Rasisme: Musuh Sepakbola, Musuh Kita Semua

Kematian George Floyd yang sempat terekam kamera beberapa waktu lalu akhirnya mengundang rasa simpati dari berbagai kalangan. Gelombang protes dan unjuk rasa dari masyarakat (yang bahkan sebagian besarnya berkulit putih) mulai membanjiri kantor polisi di kota Minneapolis. Beragam slogan seperti ‘Justice for Floyd’ hingga tagar #BlackLivesMatter berkumandang di dunia maya dan dunia nyata. Masalah ini tampaknya tidak saja soal upaya untuk menuntut keadilan, tetapi juga soal rasisme. Masalah rasis tampaknya menjadi musuh bersama, termasuk musuh bagi dunia sepakbola.

Munculnya aksi rasisme yang sering terjadi di liga-liga besar Eropa tidak terlepas dari sejarah bangsa tersebut dan kondisi sosial ekonominya. Di Jerman misalnya, pengaruh Adolf Hitler dan Nazi yang gencar mengumandangkan pemurnian ras bangsa Arya tampaknya masih menjalar hingga saat ini.

Sekalipun peristiwa mengerikan itu sudah terjadi berpuluh-puluh tahun lampau dan erat kaitannya dengan bidang sosial, politik, dan ekonomi, tetapi dampak peristiwa tersebut masih terlihat sampai sekarang bahkan merambah hingga ke kancah sepakbola. Aksi rasisme masih kerap terjadi dalam lingkup sepakbola Jerman.

Dua tahun lalu, publik Jerman dihebohkan dengan foto Mesut Ozil dan Presiden Turki, Recep Tayyip Erdogan. Pose keduanya lantas memicu komentar-komentar pedas dari publik lantaran Ozil sendiri merupakan seorang Jerman yang berdarah Turki.

Permasalahan ini semakin pelik ketika pose tersebut dinilai bermuatan politis. Problem ini makin melebar seiring kekalahan Jerman di Piala Dunia 2018, Ozil menerima perlakuan rasis dan dianggap sebagai biang keladi dari kegagalan Der Panzer untuk lolos dari babak penyisihan grup di Rusia.

### DATA TERSEDIA
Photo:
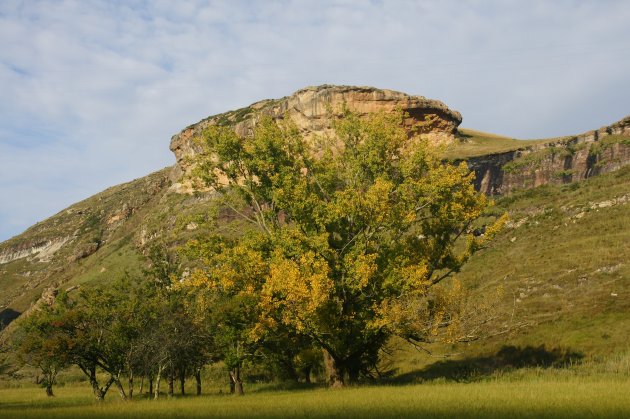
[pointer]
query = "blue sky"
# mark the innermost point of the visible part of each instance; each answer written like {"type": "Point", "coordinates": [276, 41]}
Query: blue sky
{"type": "Point", "coordinates": [92, 91]}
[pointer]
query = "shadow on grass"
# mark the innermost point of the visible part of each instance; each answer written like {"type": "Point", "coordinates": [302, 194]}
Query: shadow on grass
{"type": "Point", "coordinates": [506, 359]}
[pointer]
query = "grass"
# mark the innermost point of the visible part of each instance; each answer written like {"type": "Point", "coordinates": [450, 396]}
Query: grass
{"type": "Point", "coordinates": [471, 143]}
{"type": "Point", "coordinates": [534, 397]}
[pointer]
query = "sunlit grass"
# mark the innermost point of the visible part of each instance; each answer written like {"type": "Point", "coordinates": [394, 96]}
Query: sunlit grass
{"type": "Point", "coordinates": [535, 397]}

### SOAL LATIHAN
a) Tulis lagi bagian artikel tentang rasisme dalam sepakbola, dimulai dari "Dua tahun lalu, publik" dan terus sampai "grup di Rusia.", lalu tukar "Der Panzer" dengan "Timnas Jerman".
b) Sebutkan semua nama orang yang muncul dalam artikel tentang rasisme dalam sepakbola.
Data tersebut tidak dibutuhkan untuk mengerjakan soal.

### KUNCI JAWABAN
a)
Dua tahun lalu, publik Jerman dihebohkan dengan foto Mesut Ozil dan Presiden Turki, Recep Tayyip Erdogan. Pose keduanya lantas memicu komentar-komentar pedas dari publik lantaran Ozil sendiri merupakan seorang Jerman yang berdarah Turki.

Permasalahan ini semakin pelik ketika pose tersebut dinilai bermuatan politis. Problem ini makin melebar seiring kekalahan Jerman di Piala Dunia 2018, Ozil menerima perlakuan rasis dan dianggap sebagai biang keladi dari kegagalan Timnas Jerman untuk lolos dari babak penyisihan grup di Rusia.

b) George Floyd, Adolf Hitler, Mesut Ozil, Recep Tayyip Erdogan